Set exercise a: Rewrite the paragraph of the CAN FD passage that begins "In further exemplary embodiments of the present invention, the CAN FD LLC data frame can be derived" as a short bulleted list that keeps its main facts.

Reading text:
In further exemplary embodiments of the present invention, the output data can be formed, for example, on the basis of a data frame transferred via the bus system and received by a bus device.

In further exemplary embodiments of the present invention, the received data frame can be stored, for example at least temporarily, for example buffered, for example in a receive buffer associated with the receiving bus device. For example, in this way, for example the first identification information and/or the second identification information and/or further information possibly present in the received data frame can be stored at least temporarily.

In further exemplary embodiments of the present invention, the output data can be formed, for example, on the basis of the first and second identification information and, optionally, on the basis of at least a part of the further information possibly present in the received data frame, such as can be stored, for example, at least temporarily in the receive buffer.

In further exemplary embodiments of the present invention, it is provided that the data frame is an LLC (link layer control) data frame according to the CAN FD (controller area network flexible data rate) protocol, for example according to ISO 11898-1:2015.

In further exemplary embodiments of the present invention, the CAN FD LLC data frame can be derived, for example, from a data frame such as is used in a CAN FD bus system for transmission via the bus system. For example, the CAN FD LLC data frame can comprise a subset of and/or other and/or additional information as compared to a data frame which is used in the CAN FD bus system and is associated, for example, with a deeper protocol layer, e.g., the MAC (medium access control) layer, for example layer 2a according to the ISO/OSI model. For example, the CAN FD LLC data frame is associated with layer 2b of the ISO/OSI model.

In further exemplary embodiments of the present invention, it is provided that the method comprises at least one of the following elements: a) assigning the value zero, for example binary “000000000000000000”, to the second information element, for example when the data frame has a CAN FD base data frame format, for example FDBF, for example flexible data rate base frame format, for example having an identification having 11 bits; b) assigning a non-vanishing value, for example non-vanishing binary value, for example on the basis of an identification extension of the data frame, to the second information element, for example when the data frame has a CAN FD extended data frame format, for example FDEF, for example flexible data rate extended frame format, for example having an identification having 29 bits. In other words, in further exemplary embodiments, the second information element can thus be regarded, for example, as a placeholder which, in the case of a 29-bit identification, offers memory space for this 29-bit identification but which, in the case of an 11-bit identification, for example, is unused.

Supplied data:
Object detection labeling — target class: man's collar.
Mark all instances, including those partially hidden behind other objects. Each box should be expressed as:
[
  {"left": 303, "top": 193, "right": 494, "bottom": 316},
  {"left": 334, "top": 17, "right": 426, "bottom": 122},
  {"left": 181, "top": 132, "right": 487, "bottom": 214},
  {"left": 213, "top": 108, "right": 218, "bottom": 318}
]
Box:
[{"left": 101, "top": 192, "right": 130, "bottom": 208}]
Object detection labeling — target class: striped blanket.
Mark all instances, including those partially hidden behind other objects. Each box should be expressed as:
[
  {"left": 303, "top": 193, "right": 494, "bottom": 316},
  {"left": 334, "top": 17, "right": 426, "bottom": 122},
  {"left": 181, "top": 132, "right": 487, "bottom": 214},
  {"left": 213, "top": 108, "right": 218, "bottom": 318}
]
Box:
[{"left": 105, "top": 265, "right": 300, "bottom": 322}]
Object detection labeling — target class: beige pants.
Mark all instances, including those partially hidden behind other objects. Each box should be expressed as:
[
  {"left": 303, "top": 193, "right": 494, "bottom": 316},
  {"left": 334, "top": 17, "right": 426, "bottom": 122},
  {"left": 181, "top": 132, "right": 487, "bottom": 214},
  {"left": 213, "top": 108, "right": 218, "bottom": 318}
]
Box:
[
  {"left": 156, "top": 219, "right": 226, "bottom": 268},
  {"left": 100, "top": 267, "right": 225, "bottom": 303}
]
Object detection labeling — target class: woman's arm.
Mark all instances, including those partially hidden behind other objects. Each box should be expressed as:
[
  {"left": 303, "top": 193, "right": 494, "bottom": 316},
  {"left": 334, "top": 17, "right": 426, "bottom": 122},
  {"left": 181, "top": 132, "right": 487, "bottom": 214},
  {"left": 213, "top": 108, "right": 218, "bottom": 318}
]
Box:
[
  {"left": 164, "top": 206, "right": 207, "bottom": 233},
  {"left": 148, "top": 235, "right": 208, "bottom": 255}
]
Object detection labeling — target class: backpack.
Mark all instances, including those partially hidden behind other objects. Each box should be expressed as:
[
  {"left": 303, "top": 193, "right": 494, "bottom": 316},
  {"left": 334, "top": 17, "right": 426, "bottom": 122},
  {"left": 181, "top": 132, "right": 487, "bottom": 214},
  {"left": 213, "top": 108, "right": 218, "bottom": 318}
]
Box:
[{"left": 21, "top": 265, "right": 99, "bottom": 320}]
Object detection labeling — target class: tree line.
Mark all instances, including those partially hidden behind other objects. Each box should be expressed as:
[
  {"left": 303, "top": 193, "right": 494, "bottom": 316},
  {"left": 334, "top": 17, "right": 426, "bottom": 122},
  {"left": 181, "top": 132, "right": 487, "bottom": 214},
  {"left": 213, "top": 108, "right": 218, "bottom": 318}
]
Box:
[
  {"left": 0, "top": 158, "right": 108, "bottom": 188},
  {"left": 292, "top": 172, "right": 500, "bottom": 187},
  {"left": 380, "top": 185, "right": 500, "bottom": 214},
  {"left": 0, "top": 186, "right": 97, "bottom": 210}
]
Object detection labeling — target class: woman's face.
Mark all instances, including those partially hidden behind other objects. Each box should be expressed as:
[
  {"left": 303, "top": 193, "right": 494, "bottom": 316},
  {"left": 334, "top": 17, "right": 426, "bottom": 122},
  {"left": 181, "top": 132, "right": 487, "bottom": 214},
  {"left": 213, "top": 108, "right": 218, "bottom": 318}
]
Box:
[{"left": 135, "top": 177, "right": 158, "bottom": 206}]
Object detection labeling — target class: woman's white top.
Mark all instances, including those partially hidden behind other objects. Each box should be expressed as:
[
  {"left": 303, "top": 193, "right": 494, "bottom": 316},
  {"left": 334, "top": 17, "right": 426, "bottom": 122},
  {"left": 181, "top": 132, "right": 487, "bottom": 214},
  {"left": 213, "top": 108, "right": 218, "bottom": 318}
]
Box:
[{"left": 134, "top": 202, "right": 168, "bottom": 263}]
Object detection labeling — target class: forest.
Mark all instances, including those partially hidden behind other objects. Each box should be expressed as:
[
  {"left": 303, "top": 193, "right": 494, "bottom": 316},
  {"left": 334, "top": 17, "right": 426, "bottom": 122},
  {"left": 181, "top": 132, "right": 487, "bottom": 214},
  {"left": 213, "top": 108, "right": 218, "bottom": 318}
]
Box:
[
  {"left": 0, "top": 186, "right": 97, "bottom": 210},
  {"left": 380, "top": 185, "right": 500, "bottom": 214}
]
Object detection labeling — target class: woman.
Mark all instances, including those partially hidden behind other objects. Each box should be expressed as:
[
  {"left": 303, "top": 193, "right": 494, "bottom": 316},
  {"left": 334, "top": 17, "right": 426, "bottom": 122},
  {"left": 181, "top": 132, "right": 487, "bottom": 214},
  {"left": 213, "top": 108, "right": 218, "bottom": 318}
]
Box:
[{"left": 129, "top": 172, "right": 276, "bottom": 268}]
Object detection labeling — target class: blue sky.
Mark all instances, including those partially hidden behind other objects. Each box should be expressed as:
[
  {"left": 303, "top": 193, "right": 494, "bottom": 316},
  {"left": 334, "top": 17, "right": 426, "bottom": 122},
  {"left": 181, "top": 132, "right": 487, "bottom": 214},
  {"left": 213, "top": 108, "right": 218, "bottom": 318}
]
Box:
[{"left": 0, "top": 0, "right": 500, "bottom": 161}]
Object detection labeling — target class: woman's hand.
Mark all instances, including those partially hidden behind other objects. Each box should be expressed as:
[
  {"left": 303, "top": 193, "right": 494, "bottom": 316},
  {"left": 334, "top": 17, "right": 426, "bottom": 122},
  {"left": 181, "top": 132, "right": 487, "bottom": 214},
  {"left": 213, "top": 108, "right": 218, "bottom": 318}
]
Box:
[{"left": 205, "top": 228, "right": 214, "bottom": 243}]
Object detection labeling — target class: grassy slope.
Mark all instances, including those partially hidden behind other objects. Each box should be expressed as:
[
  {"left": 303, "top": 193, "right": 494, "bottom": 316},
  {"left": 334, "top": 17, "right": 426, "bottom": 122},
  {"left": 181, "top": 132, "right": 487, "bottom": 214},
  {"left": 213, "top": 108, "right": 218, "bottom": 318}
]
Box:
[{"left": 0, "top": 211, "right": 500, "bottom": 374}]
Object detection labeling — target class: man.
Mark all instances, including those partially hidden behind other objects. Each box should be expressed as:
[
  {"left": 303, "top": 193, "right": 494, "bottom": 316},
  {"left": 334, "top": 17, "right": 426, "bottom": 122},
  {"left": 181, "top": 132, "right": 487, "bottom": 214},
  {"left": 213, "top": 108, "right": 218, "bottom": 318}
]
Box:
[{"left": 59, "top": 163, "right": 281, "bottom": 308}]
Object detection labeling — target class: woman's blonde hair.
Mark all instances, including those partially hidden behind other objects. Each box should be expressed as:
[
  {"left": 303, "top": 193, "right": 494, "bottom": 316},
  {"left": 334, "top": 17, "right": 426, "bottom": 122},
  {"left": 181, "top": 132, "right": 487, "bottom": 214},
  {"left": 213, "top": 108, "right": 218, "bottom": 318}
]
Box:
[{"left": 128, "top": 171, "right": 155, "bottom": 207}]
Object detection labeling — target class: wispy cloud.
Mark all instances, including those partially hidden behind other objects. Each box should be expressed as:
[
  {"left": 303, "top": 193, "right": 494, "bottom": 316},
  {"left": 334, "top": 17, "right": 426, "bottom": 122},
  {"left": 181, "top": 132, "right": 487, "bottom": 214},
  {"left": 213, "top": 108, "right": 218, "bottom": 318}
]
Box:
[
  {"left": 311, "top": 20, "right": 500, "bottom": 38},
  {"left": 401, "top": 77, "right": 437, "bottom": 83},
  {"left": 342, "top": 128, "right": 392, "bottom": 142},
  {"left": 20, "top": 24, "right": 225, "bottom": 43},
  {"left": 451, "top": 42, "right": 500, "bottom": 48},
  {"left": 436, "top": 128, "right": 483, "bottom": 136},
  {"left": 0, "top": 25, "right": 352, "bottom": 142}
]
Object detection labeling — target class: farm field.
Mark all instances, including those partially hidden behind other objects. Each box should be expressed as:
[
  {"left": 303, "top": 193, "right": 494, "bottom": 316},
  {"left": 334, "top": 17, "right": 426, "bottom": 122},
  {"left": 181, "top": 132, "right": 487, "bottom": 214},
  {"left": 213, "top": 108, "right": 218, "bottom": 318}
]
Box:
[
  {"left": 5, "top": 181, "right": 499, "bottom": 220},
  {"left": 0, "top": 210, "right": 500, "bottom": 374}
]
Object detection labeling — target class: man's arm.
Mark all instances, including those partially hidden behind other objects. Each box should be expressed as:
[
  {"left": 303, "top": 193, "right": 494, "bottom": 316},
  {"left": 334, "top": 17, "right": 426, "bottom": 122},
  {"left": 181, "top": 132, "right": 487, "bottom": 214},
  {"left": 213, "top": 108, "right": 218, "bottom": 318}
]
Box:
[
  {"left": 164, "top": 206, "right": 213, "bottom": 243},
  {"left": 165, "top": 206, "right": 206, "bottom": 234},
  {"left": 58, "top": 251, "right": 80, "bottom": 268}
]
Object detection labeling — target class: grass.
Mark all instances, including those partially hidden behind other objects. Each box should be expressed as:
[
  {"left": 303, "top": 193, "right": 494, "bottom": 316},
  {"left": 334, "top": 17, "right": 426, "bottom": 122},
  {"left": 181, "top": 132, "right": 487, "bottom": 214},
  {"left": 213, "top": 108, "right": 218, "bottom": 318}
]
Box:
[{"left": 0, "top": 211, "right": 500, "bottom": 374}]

Set exercise b: Identify every line in the rows that contains the word "woman".

Problem solution a:
- The CAN FD LLC data frame can be derived from a data frame used for transmission in a CAN FD bus system.
- That bus-system frame belongs to a deeper protocol layer, such as the MAC (medium access control) layer, which is layer 2a of the ISO/OSI model.
- Compared with that frame, the LLC frame can hold a subset of its information, other information, or additional information.
- The CAN FD LLC data frame belongs to layer 2b of the ISO/OSI model.

Problem solution b:
Object detection labeling — target class: woman's arm.
Object detection labeling — target class: woman's face.
Object detection labeling — target class: woman's white top.
Object detection labeling — target class: woman.
Object detection labeling — target class: woman's hand.
Object detection labeling — target class: woman's blonde hair.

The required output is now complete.